IOPS Time Series Forecasting: Baseline Models & Future Approaches¶
Objective: Build end-to-end forecasting workflow with working baselines and placeholders for sophisticated models.
Dataset: IOPS KPI from TSB-UAD benchmark (295K samples, 205 days at 1-minute intervals)
Approach: Start simple, validate workflow, then iterate toward foundation models.
0. Auto-Reload Configuration¶
Hot Reload: Enable automatic reloading of library code (src/) without kernel restart.
# Auto-reload: Picks up library changes without kernel restart
%load_ext autoreload
%autoreload 2
1. Data Loading¶
Loading IOPS KPI data from HuggingFace, reusing the approach from notebook 03 (EDA).
Dataset Details:
- KPI ID:
KPI-05f10d3a-239c-3bef-9bdc-a2feeb0037aa
- Source: TSB-UAD/IOPS via AutonLab/Timeseries-PILE
- Size: 146K training, 149K test samples
- Sampling: 1-minute intervals (synthetic timestamps)
# Environment Setup
# Local: Uses installed hellocloud
# Colab: Installs from GitHub
try:
import hellocloud
except ImportError:
!pip install -q git+https://github.com/nehalecky/hello-cloud.git
import hellocloud
# Core imports
import numpy as np
import pandas as pd
import matplotlib.pyplot as plt
import seaborn as sns
from loguru import logger
import warnings
warnings.filterwarnings('ignore')
# Forecasting library
from hellocloud.modeling.forecasting import (
NaiveForecaster,
SeasonalNaiveForecaster,
MovingAverageForecaster,
mae, rmse, mape, mase,
compute_all_metrics
)
# Visualization
sns.set_style("whitegrid")
sns.set_context("notebook", font_scale=1.1)
# Random seed for reproducibility
np.random.seed(42)
# Load IOPS data from HuggingFace (same as EDA notebook)
base_url = "https://huggingface.co/datasets/AutonLab/Timeseries-PILE/resolve/main"
kpi_id = "KPI-05f10d3a-239c-3bef-9bdc-a2feeb0037aa"
# Load train and test splits
train_url = f"{base_url}/anomaly_detection/TSB-UAD-Public/IOPS/{kpi_id}.train.out"
test_url = f"{base_url}/anomaly_detection/TSB-UAD-Public/IOPS/{kpi_id}.test.out"
print("Downloading IOPS data from HuggingFace...")
train_df = pd.read_csv(train_url, header=None, names=['value', 'label'])
test_df = pd.read_csv(test_url, header=None, names=['value', 'label'])

* **COLLECTED MATERIAL**
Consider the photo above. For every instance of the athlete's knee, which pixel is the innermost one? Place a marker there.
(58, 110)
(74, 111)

* **TASK A**
On the IOPS forecasting page, write out the stretch from "Approach: Start simple, validate" through "intervals (synthetic timestamps)" word for word.
* **TASK B**
Answer these from the IOPS forecasting page:
(i) How many days of data does the dataset cover?
(ii) What number is used as the random seed?
(iii) What two column names are assigned when the train and test files are read?

* **PROBLEM SOLUTION A**
Approach: Start simple, validate workflow, then iterate toward foundation models.
0. Auto-Reload Configuration¶
Hot Reload: Enable automatic reloading of library code (src/) without kernel restart.
# Auto-reload: Picks up library changes without kernel restart
%load_ext autoreload
%autoreload 2
1. Data Loading¶
Loading IOPS KPI data from HuggingFace, reusing the approach from notebook 03 (EDA).
Dataset Details:
- KPI ID:
KPI-05f10d3a-239c-3bef-9bdc-a2feeb0037aa
- Source: TSB-UAD/IOPS via AutonLab/Timeseries-PILE
- Size: 146K training, 149K test samples
- Sampling: 1-minute intervals (synthetic timestamps)

* **PROBLEM SOLUTION B**
(i) 205 days
(ii) 42
(iii) value and label